* [Work instruction] An exact reproduction of the records is required, with all images left out.

* [Materials provided]

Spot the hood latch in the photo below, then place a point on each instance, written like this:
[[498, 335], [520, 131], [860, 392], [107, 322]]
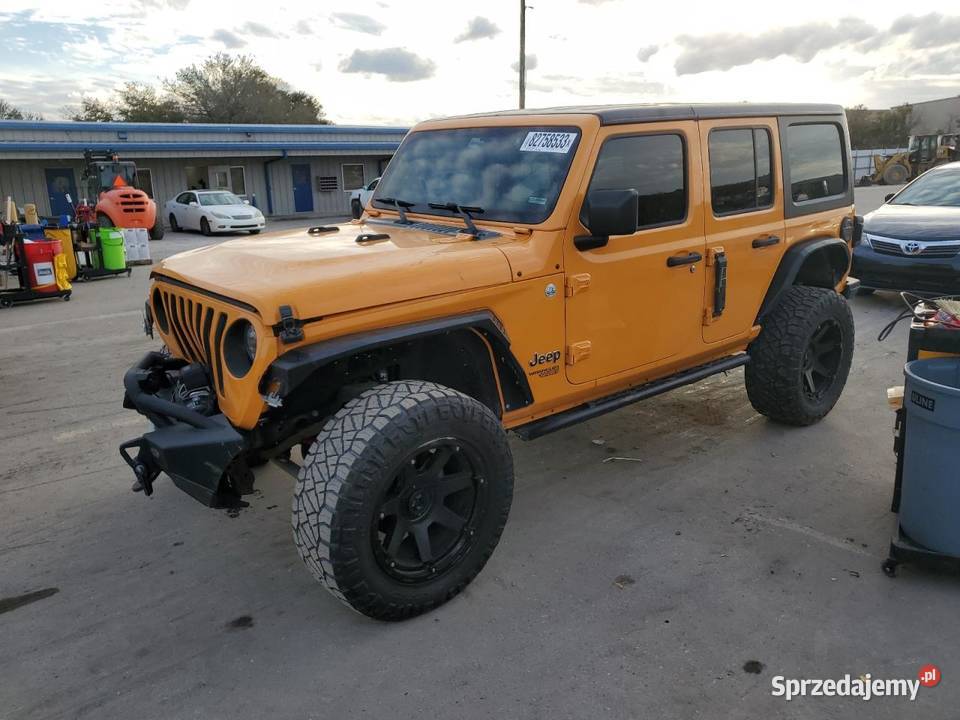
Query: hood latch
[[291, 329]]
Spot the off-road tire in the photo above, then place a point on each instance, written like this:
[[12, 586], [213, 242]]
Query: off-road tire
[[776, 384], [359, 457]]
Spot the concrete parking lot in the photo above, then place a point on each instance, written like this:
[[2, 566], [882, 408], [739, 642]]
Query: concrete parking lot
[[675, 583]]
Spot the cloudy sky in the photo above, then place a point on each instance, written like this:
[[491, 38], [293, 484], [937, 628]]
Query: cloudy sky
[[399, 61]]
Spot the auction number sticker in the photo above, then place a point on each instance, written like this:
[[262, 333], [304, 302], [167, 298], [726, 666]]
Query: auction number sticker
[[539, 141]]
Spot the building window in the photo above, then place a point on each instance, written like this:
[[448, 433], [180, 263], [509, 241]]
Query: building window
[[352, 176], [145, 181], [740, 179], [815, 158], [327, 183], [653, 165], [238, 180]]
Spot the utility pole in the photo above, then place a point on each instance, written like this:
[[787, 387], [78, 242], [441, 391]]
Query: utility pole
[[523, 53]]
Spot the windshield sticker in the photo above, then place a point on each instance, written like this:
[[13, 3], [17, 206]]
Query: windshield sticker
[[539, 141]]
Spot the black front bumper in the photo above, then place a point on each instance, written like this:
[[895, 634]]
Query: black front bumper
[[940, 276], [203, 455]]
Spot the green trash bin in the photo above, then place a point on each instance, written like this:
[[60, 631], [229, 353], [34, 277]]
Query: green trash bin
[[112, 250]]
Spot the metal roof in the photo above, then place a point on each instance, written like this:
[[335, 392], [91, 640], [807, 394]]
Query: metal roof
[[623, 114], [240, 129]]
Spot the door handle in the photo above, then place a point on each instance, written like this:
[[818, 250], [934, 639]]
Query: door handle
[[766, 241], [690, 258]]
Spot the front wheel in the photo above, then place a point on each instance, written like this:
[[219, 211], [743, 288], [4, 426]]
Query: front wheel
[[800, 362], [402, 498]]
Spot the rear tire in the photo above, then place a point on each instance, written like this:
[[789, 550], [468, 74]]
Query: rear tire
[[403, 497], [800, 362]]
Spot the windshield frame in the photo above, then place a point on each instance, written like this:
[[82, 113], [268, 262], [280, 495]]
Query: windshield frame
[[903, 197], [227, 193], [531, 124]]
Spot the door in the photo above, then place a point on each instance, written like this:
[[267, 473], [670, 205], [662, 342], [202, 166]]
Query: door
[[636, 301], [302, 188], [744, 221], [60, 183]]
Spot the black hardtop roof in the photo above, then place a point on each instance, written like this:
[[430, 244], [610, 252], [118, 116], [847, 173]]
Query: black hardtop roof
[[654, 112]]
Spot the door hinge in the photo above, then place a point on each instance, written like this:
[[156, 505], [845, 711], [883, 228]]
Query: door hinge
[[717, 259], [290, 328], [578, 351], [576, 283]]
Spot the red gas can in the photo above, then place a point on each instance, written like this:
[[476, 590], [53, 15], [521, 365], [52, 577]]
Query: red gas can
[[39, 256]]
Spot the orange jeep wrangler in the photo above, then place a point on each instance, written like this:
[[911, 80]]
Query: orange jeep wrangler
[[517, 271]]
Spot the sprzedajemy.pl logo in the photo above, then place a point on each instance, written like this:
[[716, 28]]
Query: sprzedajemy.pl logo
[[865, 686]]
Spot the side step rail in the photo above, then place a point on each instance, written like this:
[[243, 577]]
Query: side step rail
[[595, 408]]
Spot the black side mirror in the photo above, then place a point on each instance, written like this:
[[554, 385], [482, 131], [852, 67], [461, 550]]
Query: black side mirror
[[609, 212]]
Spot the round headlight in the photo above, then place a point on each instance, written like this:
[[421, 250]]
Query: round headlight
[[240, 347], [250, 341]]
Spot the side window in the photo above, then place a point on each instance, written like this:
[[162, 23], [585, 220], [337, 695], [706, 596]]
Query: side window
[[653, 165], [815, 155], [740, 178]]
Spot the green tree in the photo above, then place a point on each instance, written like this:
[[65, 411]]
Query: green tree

* [Response for this exercise]
Spot the hood latch in the photo below, then place a point on each instance, written like this:
[[498, 335], [520, 131], [860, 392], [107, 322]]
Query: hood latch
[[291, 329]]
Spot the off-road tire in the photo above, then place a point on each instance, written like this:
[[12, 586], [213, 242]]
Query: off-road tire
[[776, 384], [359, 457]]
Spot the concrete parking lot in the photo above, then place a point on each instance, written like this:
[[2, 566], [882, 408], [739, 642]]
Query: concrete parking lot
[[675, 583]]
Spot the cloudy sky in the photo above, then place a point on each instance, written like this:
[[491, 38], [293, 484], [937, 628]]
Query: cloudy sky
[[399, 61]]
Spot the auction number sticker in the photo above, then place a point on each instance, written like this:
[[262, 333], [304, 302], [167, 298], [726, 666]]
Query: auction number sticker
[[539, 141]]
Spot the building window in the photo above, then place a point on each instance, written like this:
[[448, 433], [180, 263], [509, 241]]
Query: building window
[[352, 176], [145, 181], [740, 179], [815, 158], [327, 183], [653, 165], [238, 180]]
Spot the utility pole in the photo above, then place a point on each instance, written like this:
[[787, 387], [78, 242], [441, 391]]
Query: utility pole
[[523, 53]]
Spot the windshield sticker in the photo above, then place a point on each instance, written like this:
[[13, 3], [17, 206]]
Query: windshield sticker
[[539, 141]]
Spot the black front bumper in the photo above, then place a point on each instance, written like this:
[[895, 634]]
Query: black front bumper
[[940, 276], [203, 455]]
Spot the green trash bin in the photo above, then place a point on each instance, written like this:
[[60, 631], [229, 353], [34, 277]]
Query: green trash bin
[[112, 250]]
Spot the metal roof in the photo above, then place a point on each instance, written like this:
[[335, 392], [91, 640], [807, 394]]
Query: metal roof
[[623, 114], [240, 129]]
Spot the door handle in the photo above, then place a point on each instance, written like this:
[[818, 250], [934, 639]]
Query: door handle
[[766, 241], [690, 258]]
Spot the front wheel in the photo above, then place a point on each instance, written like this:
[[219, 211], [743, 288], [4, 426]]
Query: front wheel
[[800, 362], [402, 498]]
Spot the rear tire in the photo above, then place a point on each instance, written like this:
[[789, 550], [468, 74]]
Query: rear tire
[[403, 497], [800, 362]]
Spot the windshield frame in the photo above, then place a point on each instance, written like this:
[[82, 113], [268, 262], [280, 495]]
Query: windshield frame
[[903, 197], [227, 193], [531, 124]]
Spot the door in the photo above, then place a point on each instance, written like this:
[[267, 473], [670, 205], [662, 342], [202, 166]]
Query: door
[[636, 301], [302, 188], [744, 221], [60, 183]]
Spot the black hardtop roof in the photo above, then place a point on each instance, written like this:
[[430, 244], [610, 252], [118, 116], [847, 173]]
Query: black hardtop roof
[[654, 112]]
Spot the door hinge in the photo above, then place a point on each instance, written like this:
[[156, 505], [845, 711], [883, 228]]
Query: door hinge
[[717, 259], [290, 328], [578, 351], [576, 283]]
Spot the red gas can in the photo above, then place a point on each instance, written like this:
[[476, 590], [53, 15], [521, 365], [52, 577]]
Query: red gas can
[[39, 256]]
Spot the orange jeep wrangler in the photo above, then place a point on each instance, written like this:
[[911, 80]]
Query: orange jeep wrangler
[[517, 271]]
Spot the sprzedajemy.pl logo in the photo above, then place a point on each instance, written like this:
[[716, 28]]
Query: sprzedajemy.pl logo
[[865, 686]]
Spot the side step rail in the photo above, then place a point on each instance, written like this:
[[243, 577]]
Query: side step rail
[[595, 408]]
Spot the black side mirror in the photo above, then place a point on each instance, written like this:
[[554, 385], [482, 131], [852, 67], [461, 550]]
Query: black side mirror
[[609, 212]]
Spot the round headlight in the photo above, then place a point on each instance, written like this:
[[421, 250]]
Query: round headlight
[[240, 347], [250, 341]]
Spot the side window in the photo above, then place a point on each instance, written like this:
[[162, 23], [585, 220], [337, 695], [706, 596]]
Query: side window
[[653, 165], [815, 155], [740, 178]]
Spot the green tree in the photo above, then place a point on each instance, written like this:
[[65, 411]]
Query: green tree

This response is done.